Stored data
────────────────

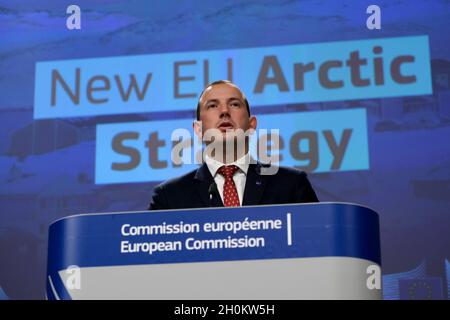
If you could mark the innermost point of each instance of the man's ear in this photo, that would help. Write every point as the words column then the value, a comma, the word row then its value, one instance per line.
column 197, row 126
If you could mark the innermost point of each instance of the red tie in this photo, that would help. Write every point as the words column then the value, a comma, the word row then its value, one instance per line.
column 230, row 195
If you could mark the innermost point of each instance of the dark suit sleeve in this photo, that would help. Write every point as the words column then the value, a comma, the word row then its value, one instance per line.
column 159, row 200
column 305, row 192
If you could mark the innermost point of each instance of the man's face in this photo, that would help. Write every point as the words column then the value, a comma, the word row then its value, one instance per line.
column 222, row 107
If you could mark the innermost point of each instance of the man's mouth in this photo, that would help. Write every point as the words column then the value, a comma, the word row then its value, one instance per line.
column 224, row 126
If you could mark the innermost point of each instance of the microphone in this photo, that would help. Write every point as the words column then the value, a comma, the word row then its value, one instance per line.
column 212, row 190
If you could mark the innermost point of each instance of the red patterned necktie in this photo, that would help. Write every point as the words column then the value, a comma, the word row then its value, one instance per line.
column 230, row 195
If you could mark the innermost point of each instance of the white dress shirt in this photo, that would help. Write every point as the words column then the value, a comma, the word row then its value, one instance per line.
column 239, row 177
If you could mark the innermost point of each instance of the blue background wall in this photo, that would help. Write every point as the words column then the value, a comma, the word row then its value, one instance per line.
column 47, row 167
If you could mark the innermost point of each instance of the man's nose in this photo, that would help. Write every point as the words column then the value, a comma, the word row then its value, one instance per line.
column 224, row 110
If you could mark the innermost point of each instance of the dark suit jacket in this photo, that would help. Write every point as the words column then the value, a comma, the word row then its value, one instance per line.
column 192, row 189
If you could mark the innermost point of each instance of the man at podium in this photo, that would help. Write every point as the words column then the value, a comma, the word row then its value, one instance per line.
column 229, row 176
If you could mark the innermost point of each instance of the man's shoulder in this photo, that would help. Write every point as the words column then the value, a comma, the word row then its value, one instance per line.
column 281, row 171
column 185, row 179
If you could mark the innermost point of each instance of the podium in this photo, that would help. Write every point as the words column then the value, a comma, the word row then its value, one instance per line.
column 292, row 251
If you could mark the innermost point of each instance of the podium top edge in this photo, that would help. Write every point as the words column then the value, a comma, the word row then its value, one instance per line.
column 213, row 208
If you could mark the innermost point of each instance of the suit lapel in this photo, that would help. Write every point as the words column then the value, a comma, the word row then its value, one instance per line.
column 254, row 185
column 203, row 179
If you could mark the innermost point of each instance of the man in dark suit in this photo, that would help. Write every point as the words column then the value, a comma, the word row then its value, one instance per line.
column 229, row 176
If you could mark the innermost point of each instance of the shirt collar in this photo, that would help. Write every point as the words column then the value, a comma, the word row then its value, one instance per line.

────────────────

Apart from the pictures, write every entry out again exactly.

## Task response
If you could mark the innermost point of each instance of the man's ear in this photo, that would help. Write every point as the words column then the value, a comma, the word row then its value, one instance per line.
column 197, row 126
If you could mark the innermost point of each instance of the red tie in this photo, that would help. Write every point as the words column then the value, a comma, the word row then its value, one instance per line.
column 230, row 195
If you could mark the innermost point of each instance of the dark suit sleeve in this photo, that would help. Write every point as the words column then the value, a comma, the word row then its value, one instance per line.
column 159, row 200
column 305, row 192
If you could mark the innermost point of each instance of the man's face in this photo, that would help. Write every point as the words column then the value, a comma, the word row then its value, one instance per line.
column 222, row 107
If you could mark the innermost point of each instance of the man's mouth in this photo, that would help. Write every point as the words column then the value, a comma, the word row then its value, one instance per line.
column 224, row 126
If you could mark the innermost point of each instance of the microphone in this photo, that would help. Write every point as the words column then the value, a comma, the word row then its value, one instance per line.
column 212, row 190
If you could mark the innermost point of each instance of the red patterned necktie in this photo, that would help. Write every point as the words column then the value, a comma, the word row then its value, one instance per line.
column 230, row 195
If you could mark the innermost point of each instance of the white dress shirt in this photo, that would help. Write every point as the words column then the value, a comma, the word row then its value, one instance per line.
column 239, row 177
If you could mark the innermost point of each instance of the blue background wall in this photo, that would help. Write every point as the words column then the value, a comma, the word row then its value, one instance per line.
column 47, row 167
If you could mark the innermost point of each instance of the man's nose in this photo, that would help. Write every point as the words column then the value, a comma, the word row then its value, one instance per line.
column 224, row 110
If you could mark the innermost point of each instance of the dark suit jacket in this photo, that would help. Write every point as the words column then the value, a comma, the word row then its value, one instance per line.
column 192, row 189
If you could mark the innermost point of each instance of the man at podium in this photo, that would help. Write every point as the words column then the value, a comma, the word row then its value, one instance per line.
column 229, row 176
If you could mark the innermost point of each instance of the man's shoulder in this photo, that would help. Write every point as the words column then the value, a comma, the word row then its value, one instance per line.
column 281, row 171
column 185, row 179
If you could mark the innermost point of each instance of the podium in this photo, that would help. Write every point as the words column then the value, a comma, the word row then its value, one instance per line.
column 292, row 251
If you could mark the innermost point of each instance of the podium top edge in this photo, that would help. Write every point as the words column then the value, a comma, the word row then its value, one instance per line.
column 213, row 208
If you could mark the innermost point of each instance of the suit lapel in this photo, that would help. Write every point as the words column then the value, a comma, the word row then its value, one instance per line.
column 254, row 185
column 203, row 179
If you could mark the innermost point of each instance of the man in dark suit in this photo, that would help. Write every point as the words column then the value, a comma, the word row then its value, one instance per line.
column 229, row 176
If you could mark the innermost point of each instance of the shirt collar in this photo, that would help. Write every point as the words column then the value, a comma, the word row then its value, one instance per line.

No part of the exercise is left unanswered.